Exercise: Print what the records say exactly, and omit the pictures.

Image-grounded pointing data
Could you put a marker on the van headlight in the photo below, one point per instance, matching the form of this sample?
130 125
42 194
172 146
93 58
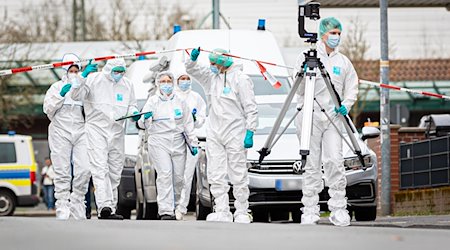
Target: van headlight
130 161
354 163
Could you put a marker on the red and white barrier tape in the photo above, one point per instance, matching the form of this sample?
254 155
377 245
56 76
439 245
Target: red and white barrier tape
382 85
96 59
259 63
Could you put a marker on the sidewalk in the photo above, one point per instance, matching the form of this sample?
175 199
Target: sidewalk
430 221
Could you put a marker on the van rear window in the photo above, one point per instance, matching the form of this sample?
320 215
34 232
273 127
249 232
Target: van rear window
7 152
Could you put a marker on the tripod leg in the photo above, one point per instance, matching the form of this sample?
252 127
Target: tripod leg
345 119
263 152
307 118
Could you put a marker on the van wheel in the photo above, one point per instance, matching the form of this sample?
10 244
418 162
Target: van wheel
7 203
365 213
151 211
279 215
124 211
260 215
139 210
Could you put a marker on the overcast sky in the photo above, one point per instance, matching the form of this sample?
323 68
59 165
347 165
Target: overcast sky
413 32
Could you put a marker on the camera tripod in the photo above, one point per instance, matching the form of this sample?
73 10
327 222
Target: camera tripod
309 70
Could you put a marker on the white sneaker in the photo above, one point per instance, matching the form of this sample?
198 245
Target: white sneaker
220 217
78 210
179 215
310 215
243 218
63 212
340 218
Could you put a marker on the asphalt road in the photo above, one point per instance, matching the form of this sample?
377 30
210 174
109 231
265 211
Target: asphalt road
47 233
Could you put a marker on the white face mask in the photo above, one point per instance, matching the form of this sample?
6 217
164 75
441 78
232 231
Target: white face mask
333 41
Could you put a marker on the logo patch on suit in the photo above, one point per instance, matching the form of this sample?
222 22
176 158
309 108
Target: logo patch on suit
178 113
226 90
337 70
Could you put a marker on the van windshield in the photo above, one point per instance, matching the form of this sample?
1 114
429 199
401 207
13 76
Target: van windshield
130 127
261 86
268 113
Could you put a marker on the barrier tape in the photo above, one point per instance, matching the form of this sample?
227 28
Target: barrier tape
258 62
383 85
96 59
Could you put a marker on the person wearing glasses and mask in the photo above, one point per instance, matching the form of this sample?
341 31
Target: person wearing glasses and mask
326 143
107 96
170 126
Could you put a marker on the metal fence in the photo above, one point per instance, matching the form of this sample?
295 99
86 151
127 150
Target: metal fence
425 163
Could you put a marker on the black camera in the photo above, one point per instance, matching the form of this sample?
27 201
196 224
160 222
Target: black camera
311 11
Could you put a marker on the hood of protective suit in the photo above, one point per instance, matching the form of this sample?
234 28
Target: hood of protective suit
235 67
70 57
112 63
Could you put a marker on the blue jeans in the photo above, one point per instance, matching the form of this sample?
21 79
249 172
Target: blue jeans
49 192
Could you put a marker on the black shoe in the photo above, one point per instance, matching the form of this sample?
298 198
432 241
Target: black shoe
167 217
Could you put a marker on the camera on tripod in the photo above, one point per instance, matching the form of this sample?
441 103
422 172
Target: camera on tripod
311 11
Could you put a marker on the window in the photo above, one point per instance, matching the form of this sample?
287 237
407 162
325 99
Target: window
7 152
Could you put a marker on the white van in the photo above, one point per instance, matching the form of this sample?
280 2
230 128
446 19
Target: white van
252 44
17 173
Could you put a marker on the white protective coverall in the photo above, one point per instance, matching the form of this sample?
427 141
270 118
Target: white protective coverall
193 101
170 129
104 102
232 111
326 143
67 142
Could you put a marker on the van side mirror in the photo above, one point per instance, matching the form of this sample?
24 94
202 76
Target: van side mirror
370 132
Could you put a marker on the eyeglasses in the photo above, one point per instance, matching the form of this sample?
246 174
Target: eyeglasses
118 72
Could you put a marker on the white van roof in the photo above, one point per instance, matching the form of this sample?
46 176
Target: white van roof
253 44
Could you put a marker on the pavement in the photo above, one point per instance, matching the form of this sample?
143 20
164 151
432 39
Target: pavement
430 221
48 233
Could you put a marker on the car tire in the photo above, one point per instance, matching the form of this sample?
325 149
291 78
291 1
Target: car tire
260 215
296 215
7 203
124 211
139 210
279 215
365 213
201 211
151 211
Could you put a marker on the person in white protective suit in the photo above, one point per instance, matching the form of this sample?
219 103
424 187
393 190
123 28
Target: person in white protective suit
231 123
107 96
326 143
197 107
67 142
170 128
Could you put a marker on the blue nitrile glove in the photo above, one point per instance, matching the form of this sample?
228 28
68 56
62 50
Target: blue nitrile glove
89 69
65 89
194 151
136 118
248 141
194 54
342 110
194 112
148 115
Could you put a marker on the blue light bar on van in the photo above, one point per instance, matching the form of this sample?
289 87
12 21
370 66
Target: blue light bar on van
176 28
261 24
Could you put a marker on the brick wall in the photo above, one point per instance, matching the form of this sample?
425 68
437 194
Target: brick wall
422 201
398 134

Response below:
Could you put a marker on the van headlight in the photo below, one point per instance, matching the form of this sample?
130 125
42 194
172 146
93 58
Target: van headlight
130 161
354 163
Could you put a marker on the red and white barrier tape in the photo above, one point per instance, matching the form of this sample?
254 155
377 245
56 76
439 245
Target: red and white barrier tape
382 85
96 59
259 63
Could you put a marker on the sidewalk in the photo above, one point per instance, matching the form of this sample?
175 199
Target: sidewalk
430 221
Could you put a marker on the van rear window in the photo above, one point per instance, matching the form of this sample?
320 215
34 232
273 127
249 232
Target: van rear window
7 152
Could you put a marker on the tripod leg in the photo above, one point per instance, matching the form of this sample?
252 127
Target: tripod leg
345 119
263 152
307 118
Could you put a marker on the van wheel in the photo above, one point per instance, matching the form of this sample?
10 244
418 162
Target: van wheel
7 203
365 213
151 211
279 215
124 211
260 215
139 210
Could you put a marker on the overcast sky in the photo above, one point per instance, matching the form of this sample?
323 68
59 165
347 165
Target: overcast sky
413 32
Could you put a marker on the camera tripod in the photo above, one point per instance, matching the form of this sample?
73 10
327 222
Target: camera tripod
309 70
Could you put a marker on the white sneaker in the photo above, one point per instance, matching the form of this sample?
198 245
Target: white sneaker
220 217
78 210
179 215
310 215
243 218
63 212
340 218
Could you put a marker on the asphalt road in the photo above, one point per instance, matching the form of this sample?
377 30
210 174
109 231
265 211
Target: asphalt road
47 233
Could you put a marker on the white face mask in the photo above, one point per instance, matching the form of this sample?
6 217
164 75
441 78
232 231
Target: white face mask
333 41
Could you put a marker on the logo patch on suit in the photo above, one point per instance, matching the form of this sample?
222 22
176 158
309 108
Target: logo patch on suit
178 113
226 90
337 70
Could you put a marker on the van windshield in the photo above, one point per instance, matching the form of this sample?
1 114
429 199
401 207
13 76
Target: van windshield
130 127
261 86
268 113
Could you put a marker on the barrier tape in the photo above, one point per instance, matching the form of this sample?
227 28
Target: barrier tape
258 62
383 85
96 59
Could you put a marker on the person wearing glasses and mask in the photo above, one point per instance, matching the form of this sample?
341 31
Target: person wearing glasses and mask
326 143
107 96
170 126
Could you put a marker on the metal fence in the photo above, one point per instance, matching the form of this sample?
295 99
86 151
127 150
Target: metal fence
425 163
Could you put a marker on the black camera in the photo above, one point per instance, matching the form of this sample?
27 201
196 224
160 222
Target: black camera
311 11
Could you put a marker on the hood of protective suit in the photo above, one point per instance, matching the form of this sample?
234 28
Target: hood of protective suit
235 67
70 57
112 63
Could you put a marker on the blue jeans in the photo above, one point per instance, matching the form of this sample?
21 79
249 172
Target: blue jeans
49 192
Could you put a marker on the black shoe in the photo above, one point per instance, matching the form of this sample?
298 198
432 241
Target: black shoe
167 217
Could you put a marker on the camera on tripod in the photo above, one point per instance, matching the form of this sample?
441 103
422 172
Target: camera on tripod
311 11
Could you put a marker on the window in the photo above, one point per instance, matching the form of this sample?
287 237
407 162
325 99
Target: window
7 152
Could you put a marker on the white van in the photo above, one point per instance, matching the form of this sample?
280 2
230 128
446 19
Target: white van
252 44
17 173
Could you put a marker on the white protective coverall in the photo above, one point per instance, matching the form of this sample?
427 141
270 118
Target: white protective coverall
193 101
170 129
104 102
232 111
326 143
67 142
Could you put a marker on the van side mirror in the photo above, one point per instance, matching the form of this sample?
24 94
202 76
Target: van side mirror
370 132
Could you put a marker on the eyeglasses in the photo above, one point per instance, matching the form of this sample?
246 174
Target: eyeglasses
118 72
Could you put a marker on the white van roof in the photo above, one point per instance, matching the form of this sample?
46 176
Target: white van roof
253 44
Could you put a marker on the pavement in the photo above, one point per instance, matching the form of this sample?
143 20
164 151
432 39
Target: pavement
430 221
48 233
Could you put a marker on the car tire in the photo above, one point per instance, matching the form of this sample?
325 149
291 78
291 1
Target: car tire
260 215
296 215
7 203
124 211
139 210
279 215
365 213
201 211
151 211
Could you put a marker on the person in white protective suit in the photo above, one point per instance, matching the form of this sample?
219 103
424 187
393 190
123 28
Target: person in white protective suit
231 123
107 96
326 143
197 107
67 142
170 128
Could you put a marker on the blue nitrile glove in the photo above, one point per instance, matching the form of this sample?
228 28
68 56
62 50
Target: blue nitrile glove
89 69
65 89
194 151
136 118
248 141
194 54
342 110
194 112
148 115
Could you put a marker on the blue light bar on van in the photo above, one point per instance, matching the form of this sample?
289 87
12 21
370 66
Target: blue light bar on van
176 28
261 24
Could you put a marker on the brick wall in the photo above, one point per instance, matching the form of this sample?
425 68
437 194
Target: brick wall
422 201
398 134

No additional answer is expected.